** start **

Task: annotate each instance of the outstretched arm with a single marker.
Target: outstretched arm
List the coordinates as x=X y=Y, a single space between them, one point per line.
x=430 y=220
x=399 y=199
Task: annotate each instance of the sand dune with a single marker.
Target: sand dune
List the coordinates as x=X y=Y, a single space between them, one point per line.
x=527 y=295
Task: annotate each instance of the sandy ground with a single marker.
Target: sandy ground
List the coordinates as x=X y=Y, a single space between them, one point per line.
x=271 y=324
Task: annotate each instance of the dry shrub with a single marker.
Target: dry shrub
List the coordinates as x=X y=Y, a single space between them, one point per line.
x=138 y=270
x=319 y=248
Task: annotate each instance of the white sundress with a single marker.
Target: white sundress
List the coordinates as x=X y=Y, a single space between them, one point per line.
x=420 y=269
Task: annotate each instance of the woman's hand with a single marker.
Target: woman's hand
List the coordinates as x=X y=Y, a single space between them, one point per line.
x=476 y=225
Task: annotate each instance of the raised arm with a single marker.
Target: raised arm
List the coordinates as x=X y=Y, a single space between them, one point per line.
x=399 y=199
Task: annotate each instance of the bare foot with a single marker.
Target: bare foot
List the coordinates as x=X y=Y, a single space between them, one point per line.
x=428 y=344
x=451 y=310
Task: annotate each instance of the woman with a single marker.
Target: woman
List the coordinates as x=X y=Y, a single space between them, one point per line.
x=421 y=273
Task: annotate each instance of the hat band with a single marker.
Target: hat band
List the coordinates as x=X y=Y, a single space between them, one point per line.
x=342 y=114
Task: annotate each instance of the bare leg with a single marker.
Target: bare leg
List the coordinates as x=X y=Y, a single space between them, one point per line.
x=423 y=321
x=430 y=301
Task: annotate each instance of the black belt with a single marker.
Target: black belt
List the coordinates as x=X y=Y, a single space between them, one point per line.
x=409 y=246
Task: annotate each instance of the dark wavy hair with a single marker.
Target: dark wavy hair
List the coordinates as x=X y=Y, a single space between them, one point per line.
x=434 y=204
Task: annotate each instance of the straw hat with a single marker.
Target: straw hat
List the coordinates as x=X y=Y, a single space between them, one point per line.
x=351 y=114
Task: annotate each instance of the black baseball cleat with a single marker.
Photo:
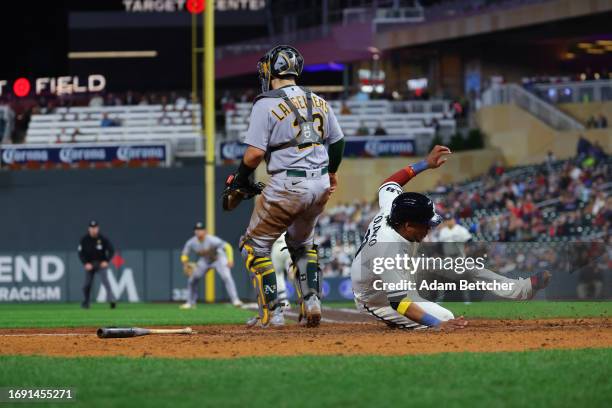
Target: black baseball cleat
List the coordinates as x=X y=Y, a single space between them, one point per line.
x=540 y=280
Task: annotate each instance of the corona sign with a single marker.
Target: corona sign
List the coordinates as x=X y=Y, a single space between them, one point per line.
x=64 y=85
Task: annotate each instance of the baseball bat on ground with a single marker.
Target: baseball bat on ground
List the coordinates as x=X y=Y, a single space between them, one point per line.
x=123 y=332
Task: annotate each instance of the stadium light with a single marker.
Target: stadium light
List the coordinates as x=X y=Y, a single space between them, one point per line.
x=111 y=54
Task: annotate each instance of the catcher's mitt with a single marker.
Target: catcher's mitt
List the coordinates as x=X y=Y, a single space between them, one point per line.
x=188 y=268
x=235 y=192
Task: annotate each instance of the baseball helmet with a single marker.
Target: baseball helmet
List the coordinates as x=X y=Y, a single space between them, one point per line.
x=280 y=62
x=415 y=208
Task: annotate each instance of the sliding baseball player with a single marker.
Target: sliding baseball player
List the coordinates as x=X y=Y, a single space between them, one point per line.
x=401 y=224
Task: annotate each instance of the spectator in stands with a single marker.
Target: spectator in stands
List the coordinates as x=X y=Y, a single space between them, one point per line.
x=602 y=121
x=583 y=147
x=362 y=130
x=591 y=122
x=96 y=101
x=228 y=105
x=496 y=169
x=130 y=98
x=61 y=136
x=108 y=122
x=344 y=109
x=380 y=130
x=75 y=133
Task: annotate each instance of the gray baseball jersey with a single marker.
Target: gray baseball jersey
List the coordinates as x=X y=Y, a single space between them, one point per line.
x=272 y=123
x=381 y=240
x=207 y=250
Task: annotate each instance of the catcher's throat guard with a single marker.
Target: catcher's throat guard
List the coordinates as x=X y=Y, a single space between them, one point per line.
x=234 y=193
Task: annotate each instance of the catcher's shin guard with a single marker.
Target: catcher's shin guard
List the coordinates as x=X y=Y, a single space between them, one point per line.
x=307 y=275
x=263 y=277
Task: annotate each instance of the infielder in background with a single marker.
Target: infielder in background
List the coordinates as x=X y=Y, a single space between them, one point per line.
x=298 y=136
x=95 y=251
x=401 y=224
x=213 y=253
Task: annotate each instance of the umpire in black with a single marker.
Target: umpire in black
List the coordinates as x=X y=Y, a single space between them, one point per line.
x=95 y=251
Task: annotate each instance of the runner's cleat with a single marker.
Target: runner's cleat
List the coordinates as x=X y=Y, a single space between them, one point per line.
x=186 y=306
x=312 y=308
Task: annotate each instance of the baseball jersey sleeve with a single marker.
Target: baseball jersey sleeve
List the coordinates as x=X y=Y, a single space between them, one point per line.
x=334 y=131
x=465 y=234
x=387 y=193
x=187 y=248
x=258 y=133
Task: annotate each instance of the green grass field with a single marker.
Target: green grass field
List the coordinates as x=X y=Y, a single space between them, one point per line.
x=534 y=378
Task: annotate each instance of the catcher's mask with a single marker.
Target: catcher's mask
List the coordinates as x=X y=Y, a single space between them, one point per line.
x=280 y=62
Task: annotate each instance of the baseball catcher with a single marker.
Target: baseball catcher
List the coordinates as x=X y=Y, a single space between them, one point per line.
x=298 y=136
x=401 y=224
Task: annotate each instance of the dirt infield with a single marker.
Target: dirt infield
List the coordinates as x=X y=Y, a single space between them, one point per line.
x=340 y=334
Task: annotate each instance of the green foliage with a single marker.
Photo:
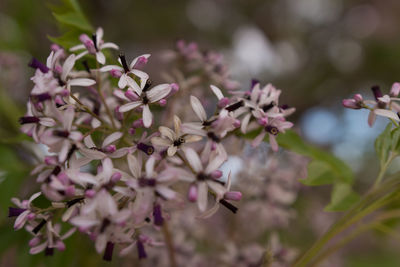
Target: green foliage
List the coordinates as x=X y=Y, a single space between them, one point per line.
x=71 y=21
x=387 y=144
x=324 y=169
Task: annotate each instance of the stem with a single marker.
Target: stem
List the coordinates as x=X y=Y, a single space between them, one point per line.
x=86 y=108
x=98 y=78
x=383 y=170
x=170 y=245
x=352 y=216
x=374 y=224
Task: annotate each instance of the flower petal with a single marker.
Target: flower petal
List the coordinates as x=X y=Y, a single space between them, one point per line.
x=198 y=108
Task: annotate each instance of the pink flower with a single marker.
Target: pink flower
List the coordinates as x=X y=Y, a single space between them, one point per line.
x=93 y=46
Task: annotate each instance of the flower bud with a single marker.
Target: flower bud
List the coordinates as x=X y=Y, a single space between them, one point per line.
x=116 y=177
x=131 y=95
x=395 y=91
x=110 y=148
x=216 y=174
x=351 y=103
x=233 y=195
x=223 y=102
x=34 y=241
x=192 y=193
x=137 y=123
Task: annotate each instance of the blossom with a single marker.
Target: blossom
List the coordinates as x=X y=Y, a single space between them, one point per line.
x=146 y=97
x=93 y=46
x=173 y=139
x=202 y=178
x=24 y=211
x=124 y=71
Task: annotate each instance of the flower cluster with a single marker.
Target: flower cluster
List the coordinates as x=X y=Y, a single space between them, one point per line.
x=114 y=168
x=383 y=105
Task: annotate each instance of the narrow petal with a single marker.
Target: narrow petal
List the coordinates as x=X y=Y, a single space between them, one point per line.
x=202 y=197
x=167 y=132
x=217 y=92
x=67 y=67
x=387 y=113
x=129 y=106
x=134 y=166
x=100 y=58
x=158 y=141
x=111 y=67
x=198 y=108
x=147 y=116
x=159 y=92
x=172 y=150
x=112 y=138
x=193 y=159
x=81 y=82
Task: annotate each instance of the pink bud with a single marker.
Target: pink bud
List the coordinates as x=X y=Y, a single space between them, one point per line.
x=50 y=160
x=213 y=146
x=58 y=69
x=90 y=193
x=116 y=177
x=115 y=73
x=216 y=174
x=395 y=91
x=55 y=47
x=358 y=98
x=233 y=195
x=60 y=245
x=263 y=121
x=65 y=93
x=137 y=123
x=58 y=100
x=174 y=87
x=141 y=62
x=180 y=44
x=118 y=115
x=63 y=178
x=350 y=103
x=34 y=241
x=131 y=95
x=70 y=191
x=223 y=102
x=192 y=194
x=88 y=43
x=31 y=216
x=110 y=148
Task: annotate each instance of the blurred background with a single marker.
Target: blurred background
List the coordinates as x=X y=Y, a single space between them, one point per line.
x=317 y=51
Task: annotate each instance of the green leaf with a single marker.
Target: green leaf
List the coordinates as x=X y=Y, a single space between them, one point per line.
x=383 y=144
x=323 y=169
x=76 y=20
x=339 y=169
x=72 y=22
x=343 y=197
x=319 y=173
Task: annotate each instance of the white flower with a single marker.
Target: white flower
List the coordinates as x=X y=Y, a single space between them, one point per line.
x=93 y=46
x=173 y=139
x=125 y=70
x=145 y=98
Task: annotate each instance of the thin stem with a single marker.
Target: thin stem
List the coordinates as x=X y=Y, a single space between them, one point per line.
x=377 y=223
x=87 y=109
x=170 y=245
x=98 y=78
x=383 y=170
x=352 y=216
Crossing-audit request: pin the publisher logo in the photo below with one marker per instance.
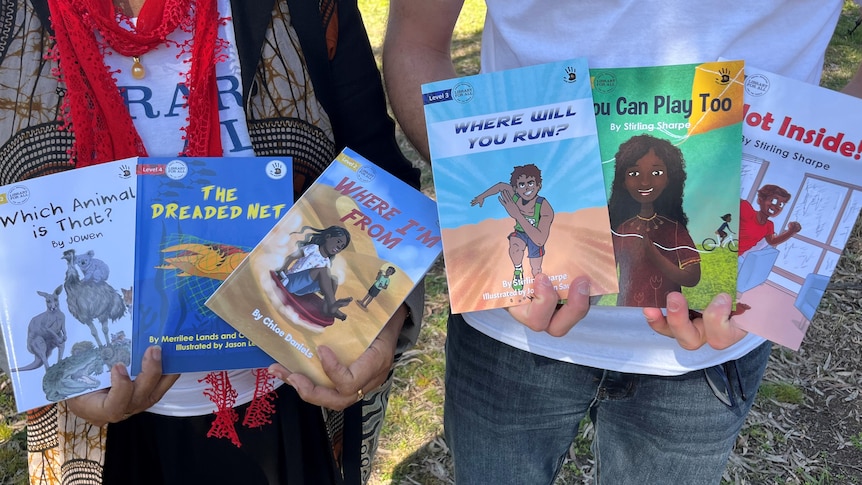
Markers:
(437, 96)
(17, 195)
(366, 174)
(463, 92)
(604, 82)
(176, 169)
(276, 169)
(756, 85)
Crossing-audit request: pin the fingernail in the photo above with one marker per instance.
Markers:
(584, 288)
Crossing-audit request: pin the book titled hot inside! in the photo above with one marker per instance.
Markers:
(335, 267)
(66, 277)
(801, 195)
(519, 184)
(198, 218)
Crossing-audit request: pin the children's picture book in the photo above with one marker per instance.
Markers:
(334, 269)
(198, 218)
(801, 194)
(518, 181)
(670, 151)
(66, 261)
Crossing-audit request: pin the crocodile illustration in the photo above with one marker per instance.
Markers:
(75, 373)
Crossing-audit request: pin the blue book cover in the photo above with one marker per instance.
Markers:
(66, 261)
(518, 179)
(198, 219)
(335, 267)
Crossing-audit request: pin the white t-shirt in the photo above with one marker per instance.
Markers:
(156, 105)
(786, 37)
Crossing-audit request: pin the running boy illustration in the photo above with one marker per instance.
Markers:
(724, 228)
(654, 250)
(533, 216)
(755, 226)
(307, 270)
(381, 282)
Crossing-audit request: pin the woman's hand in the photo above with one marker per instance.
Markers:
(125, 397)
(352, 382)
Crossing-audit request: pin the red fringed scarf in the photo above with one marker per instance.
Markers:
(94, 109)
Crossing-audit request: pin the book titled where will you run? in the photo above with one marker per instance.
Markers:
(519, 185)
(670, 148)
(198, 218)
(66, 272)
(801, 195)
(334, 269)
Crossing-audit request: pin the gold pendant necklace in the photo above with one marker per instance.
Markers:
(138, 71)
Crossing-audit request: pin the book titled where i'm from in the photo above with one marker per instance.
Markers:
(519, 186)
(334, 268)
(670, 148)
(66, 277)
(198, 218)
(801, 195)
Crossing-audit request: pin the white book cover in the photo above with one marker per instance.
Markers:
(801, 193)
(67, 260)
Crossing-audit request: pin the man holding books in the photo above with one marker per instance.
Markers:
(667, 394)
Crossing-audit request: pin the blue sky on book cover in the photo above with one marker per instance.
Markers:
(198, 219)
(67, 258)
(482, 129)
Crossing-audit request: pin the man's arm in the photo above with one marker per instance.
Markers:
(417, 50)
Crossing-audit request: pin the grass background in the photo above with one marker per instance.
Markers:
(804, 428)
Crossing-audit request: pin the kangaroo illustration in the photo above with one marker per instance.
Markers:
(46, 332)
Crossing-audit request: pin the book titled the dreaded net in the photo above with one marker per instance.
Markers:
(334, 269)
(198, 219)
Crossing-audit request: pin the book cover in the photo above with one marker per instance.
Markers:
(801, 194)
(66, 257)
(198, 219)
(335, 267)
(670, 150)
(518, 180)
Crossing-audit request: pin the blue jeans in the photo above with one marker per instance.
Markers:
(510, 416)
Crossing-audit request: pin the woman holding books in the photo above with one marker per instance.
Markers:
(89, 81)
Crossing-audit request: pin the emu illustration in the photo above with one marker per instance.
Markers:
(91, 300)
(46, 332)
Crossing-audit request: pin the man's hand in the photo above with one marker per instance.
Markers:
(352, 382)
(714, 327)
(125, 397)
(543, 314)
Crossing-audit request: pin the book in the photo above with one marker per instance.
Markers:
(801, 193)
(517, 175)
(198, 219)
(66, 257)
(669, 138)
(334, 268)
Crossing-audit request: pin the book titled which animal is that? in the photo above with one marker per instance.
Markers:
(198, 218)
(334, 269)
(66, 278)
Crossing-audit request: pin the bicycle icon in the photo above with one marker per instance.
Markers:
(709, 244)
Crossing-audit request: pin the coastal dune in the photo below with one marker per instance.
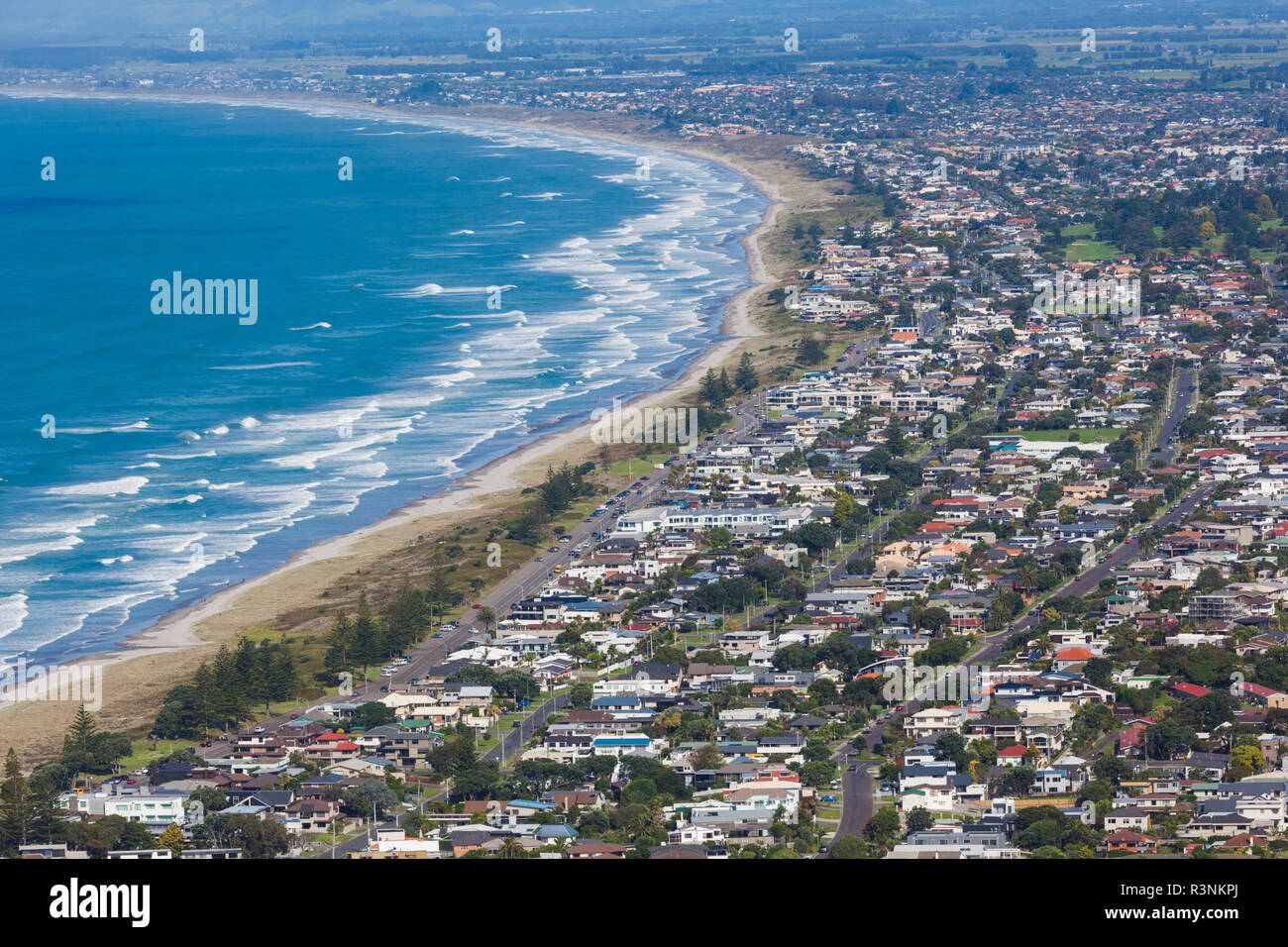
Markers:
(137, 676)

** end **

■ GIVEN INSTRUCTION ■
Reproduce the rows above word for word, from the very first row through the one containing "x=476 y=225". Include both of those rows.

■ RESPONSE ■
Task: annotate each instance of the outstretched arm with a single marker.
Target: outstretched arm
List the coordinates as x=X y=Y, a single space between them, one point per line.
x=430 y=220
x=399 y=199
Task: annotate each instance of the sand dune with a single marker.
Target: sand dune
List the coordinates as x=X y=Y, a single space between them, one point per line.
x=527 y=295
Task: annotate each instance of the sandy ground with a single marker.
Target: sandy ground
List the coordinates as x=X y=Y, a single space between them, one point per line.
x=271 y=324
Task: annotate each instance of the dry shrub with a single marker.
Target: dry shrub
List the coordinates as x=X y=Y, a single space between them, one point per line.
x=138 y=270
x=319 y=248
Task: annotate each instance of the white sundress with a single marker.
Target: white sundress
List the coordinates as x=X y=Y, a single space between them, one point per line.
x=420 y=269
Task: annotate each instance of the woman's hand with a single marker.
Target: woman's hand
List the coordinates as x=X y=Y, a single space between them, one point per line.
x=476 y=225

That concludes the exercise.